▶ _Exercise goal_
Only the images get left out; everything else in the records is to be transcribed exactly.
====
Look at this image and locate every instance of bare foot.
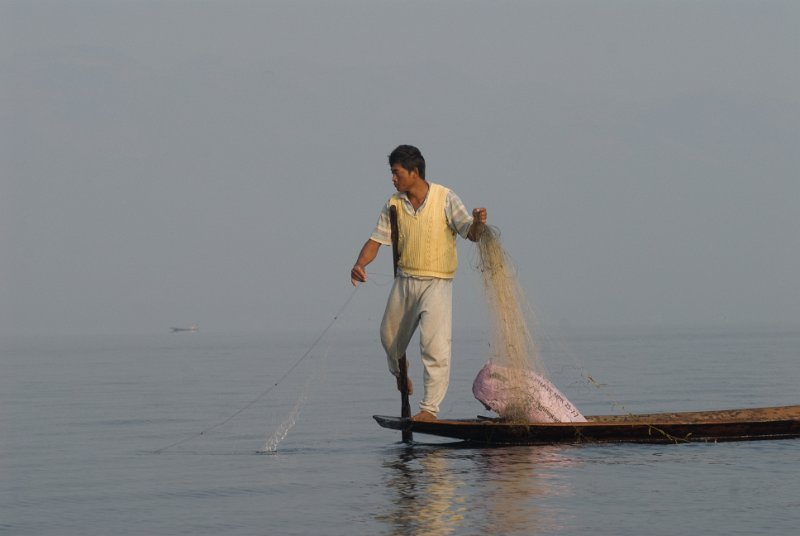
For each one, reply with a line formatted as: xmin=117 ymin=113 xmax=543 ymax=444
xmin=396 ymin=375 xmax=413 ymax=395
xmin=411 ymin=410 xmax=437 ymax=422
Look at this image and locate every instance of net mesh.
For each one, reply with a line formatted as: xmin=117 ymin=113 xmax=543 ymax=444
xmin=476 ymin=226 xmax=547 ymax=423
====
▶ _Completed exercise_
Look at this image and locate every instance of bare foot.
For each one, reply with a line formatted as: xmin=117 ymin=113 xmax=543 ymax=444
xmin=396 ymin=375 xmax=413 ymax=395
xmin=411 ymin=410 xmax=437 ymax=422
Look at this image and locate every instance of net mesh.
For each one, reply with a line formatted as: xmin=117 ymin=113 xmax=543 ymax=444
xmin=476 ymin=226 xmax=547 ymax=423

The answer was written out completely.